Collected data:
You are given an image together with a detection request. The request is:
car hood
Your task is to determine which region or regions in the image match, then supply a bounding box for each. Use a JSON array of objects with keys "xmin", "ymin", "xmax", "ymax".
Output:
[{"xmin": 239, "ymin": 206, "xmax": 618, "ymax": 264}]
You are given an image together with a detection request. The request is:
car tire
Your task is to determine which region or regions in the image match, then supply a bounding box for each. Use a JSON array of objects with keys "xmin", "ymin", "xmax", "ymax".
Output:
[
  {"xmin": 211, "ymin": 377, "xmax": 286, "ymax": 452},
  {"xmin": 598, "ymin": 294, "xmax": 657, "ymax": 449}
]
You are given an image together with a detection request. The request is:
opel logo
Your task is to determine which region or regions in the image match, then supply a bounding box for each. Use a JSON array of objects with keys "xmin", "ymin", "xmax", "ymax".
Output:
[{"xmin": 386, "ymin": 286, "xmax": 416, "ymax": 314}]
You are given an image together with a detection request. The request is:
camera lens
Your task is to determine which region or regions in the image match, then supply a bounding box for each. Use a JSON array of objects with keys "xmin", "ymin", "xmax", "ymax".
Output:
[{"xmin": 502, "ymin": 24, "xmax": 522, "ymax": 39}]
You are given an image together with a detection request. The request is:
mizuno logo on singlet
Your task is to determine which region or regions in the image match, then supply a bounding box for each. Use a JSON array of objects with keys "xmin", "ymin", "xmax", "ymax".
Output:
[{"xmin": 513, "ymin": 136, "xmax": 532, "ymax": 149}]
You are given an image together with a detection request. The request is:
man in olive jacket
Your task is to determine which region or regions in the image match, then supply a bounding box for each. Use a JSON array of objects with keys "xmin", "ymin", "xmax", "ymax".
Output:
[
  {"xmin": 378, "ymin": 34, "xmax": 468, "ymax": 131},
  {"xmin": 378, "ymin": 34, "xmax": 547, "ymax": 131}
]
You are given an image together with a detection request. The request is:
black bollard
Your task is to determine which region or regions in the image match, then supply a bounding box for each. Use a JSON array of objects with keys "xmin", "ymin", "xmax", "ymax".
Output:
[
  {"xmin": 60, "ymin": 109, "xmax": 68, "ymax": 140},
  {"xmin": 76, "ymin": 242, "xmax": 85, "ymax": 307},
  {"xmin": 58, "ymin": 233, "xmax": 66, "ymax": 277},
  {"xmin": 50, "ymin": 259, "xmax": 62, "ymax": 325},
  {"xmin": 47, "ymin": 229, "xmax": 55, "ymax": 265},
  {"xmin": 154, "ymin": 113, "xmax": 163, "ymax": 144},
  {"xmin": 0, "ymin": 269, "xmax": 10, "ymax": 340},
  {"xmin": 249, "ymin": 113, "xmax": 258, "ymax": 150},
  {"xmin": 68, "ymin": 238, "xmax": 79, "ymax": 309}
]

__EXERCISE GOAL__. The records shown earlier should all be returned verbatim.

__RESPONSE FOR THIS EXERCISE__.
You are given an image together with a detection request. The request is:
car hood
Your task is to determine which region or regions in the image match, then supply a bounding box for each. Use a JSON array of objects with keys "xmin", "ymin", "xmax", "ymax".
Output:
[{"xmin": 239, "ymin": 206, "xmax": 618, "ymax": 264}]
You are given an image together with a detection request. The request is:
car tire
Your task is to determine which region or regions in the image match, then supply a bounding box for each. Use a JSON array of objects with keys "xmin", "ymin", "xmax", "ymax".
Output:
[
  {"xmin": 211, "ymin": 377, "xmax": 286, "ymax": 452},
  {"xmin": 598, "ymin": 294, "xmax": 657, "ymax": 449}
]
You are given an image together with a detection request. The request is:
opel logo
Your task is to determine which region or regions in the image match, then supply a bounding box for each. Use a JSON array of objects with keys "xmin", "ymin", "xmax", "ymax".
Output:
[{"xmin": 386, "ymin": 286, "xmax": 416, "ymax": 314}]
You are given an image together with a detection request. The request is:
camera lens
Your task is to determine which region or regions in the image match, then supply a bounding box for each. Use a JSON array of objects with keys "xmin", "ymin", "xmax", "ymax".
Output:
[{"xmin": 502, "ymin": 24, "xmax": 522, "ymax": 39}]
You are given an image together with a detection request. The request is:
mizuno logo on singlet
Your task is to determine which region or regions in the image match, then supply a bounding box for each. Use a JSON array of objects with keys "xmin", "ymin", "xmax", "ymax".
Output:
[{"xmin": 513, "ymin": 136, "xmax": 532, "ymax": 149}]
You are given an image together with a detection request. The request is:
man in olive jacket
Your task is to determine which region or regions in the image match, then supply a bounding box for each. Use a JSON array of objects with keys "xmin", "ymin", "xmax", "ymax".
Output:
[
  {"xmin": 378, "ymin": 34, "xmax": 468, "ymax": 131},
  {"xmin": 378, "ymin": 34, "xmax": 547, "ymax": 131}
]
You are given an image together with a detection request. The request is:
black bollard
Your task is to determine which region or regions in the image match, then supply a bounding box for each. Use a JSON array of objects with keys "xmin", "ymin", "xmax", "ymax".
Output:
[
  {"xmin": 60, "ymin": 109, "xmax": 68, "ymax": 140},
  {"xmin": 76, "ymin": 242, "xmax": 85, "ymax": 307},
  {"xmin": 58, "ymin": 233, "xmax": 66, "ymax": 277},
  {"xmin": 50, "ymin": 259, "xmax": 62, "ymax": 325},
  {"xmin": 47, "ymin": 229, "xmax": 55, "ymax": 265},
  {"xmin": 154, "ymin": 113, "xmax": 163, "ymax": 144},
  {"xmin": 0, "ymin": 269, "xmax": 10, "ymax": 340},
  {"xmin": 249, "ymin": 113, "xmax": 258, "ymax": 150},
  {"xmin": 68, "ymin": 238, "xmax": 79, "ymax": 309}
]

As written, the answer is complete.